#### DOCUMENT EXCERPT:
======

Soundtrack album by Harris Jayaraj
- Released: 8 November 2010
- Recorded: 2009–2010
- Genre: Feature film soundtrack
- Length: 35:13
- Language: Tamil
- Label: Sony Music
- Producer: Harris Jayaraj

Harris Jayaraj chronology
| Orange (2010) | Engeyum Kadhal (2010) | Ko (2011) |

= Engeyum Kadhal (soundtrack) =

Engeyum Kadhal is the soundtrack album to the 2011 film of the same name directed by Prabhu Deva starring Ravi Mohan and Hansika Motwani. The film's music is composed by Harris Jayaraj, with the soundtrack featuring eight songs written by Vaalee, Thamarai, Na. Muthukumar, Madhan Karky, Emcee Jesz, Lady Kash and Jayaraj himself. The album was released under the Sony Music label on 8 November 2010 to positive reviews from critics.

======

#### DIRECTIVE:
Write out the Engeyum Kadhal soundtrack text again, starting with "Engeyum Kadhal is" and going on through "reviews from critics.", but change "critics" to "reviewers".

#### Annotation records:
======

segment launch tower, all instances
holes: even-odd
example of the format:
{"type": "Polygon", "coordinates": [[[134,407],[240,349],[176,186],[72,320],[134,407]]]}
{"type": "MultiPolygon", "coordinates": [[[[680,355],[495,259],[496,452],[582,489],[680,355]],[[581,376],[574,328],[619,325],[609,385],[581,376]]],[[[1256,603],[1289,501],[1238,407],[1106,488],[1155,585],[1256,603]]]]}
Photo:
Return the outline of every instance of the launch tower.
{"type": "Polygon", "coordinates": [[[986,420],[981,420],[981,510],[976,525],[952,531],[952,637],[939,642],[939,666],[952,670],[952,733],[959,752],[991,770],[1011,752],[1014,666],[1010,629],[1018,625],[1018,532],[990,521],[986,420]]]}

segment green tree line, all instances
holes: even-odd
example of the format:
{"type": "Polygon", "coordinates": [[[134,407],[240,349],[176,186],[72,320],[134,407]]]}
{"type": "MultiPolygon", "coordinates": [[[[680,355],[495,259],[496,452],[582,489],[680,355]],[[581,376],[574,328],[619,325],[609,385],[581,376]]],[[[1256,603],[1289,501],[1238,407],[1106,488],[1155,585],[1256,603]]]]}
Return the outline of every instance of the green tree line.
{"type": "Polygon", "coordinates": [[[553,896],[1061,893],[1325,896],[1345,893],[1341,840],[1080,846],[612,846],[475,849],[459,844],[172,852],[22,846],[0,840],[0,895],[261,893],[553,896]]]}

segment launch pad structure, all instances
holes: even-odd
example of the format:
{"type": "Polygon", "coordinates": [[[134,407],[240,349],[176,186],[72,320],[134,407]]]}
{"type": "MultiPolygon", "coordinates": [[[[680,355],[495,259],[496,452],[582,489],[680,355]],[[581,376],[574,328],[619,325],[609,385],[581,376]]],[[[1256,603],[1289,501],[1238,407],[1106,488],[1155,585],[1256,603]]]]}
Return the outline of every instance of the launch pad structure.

======

#### WRITTEN SOLUTION:
Engeyum Kadhal is the soundtrack album to the 2011 film of the same name directed by Prabhu Deva starring Ravi Mohan and Hansika Motwani. The film's music is composed by Harris Jayaraj, with the soundtrack featuring eight songs written by Vaalee, Thamarai, Na. Muthukumar, Madhan Karky, Emcee Jesz, Lady Kash and Jayaraj himself. The album was released under the Sony Music label on 8 November 2010 to positive reviews from reviewers.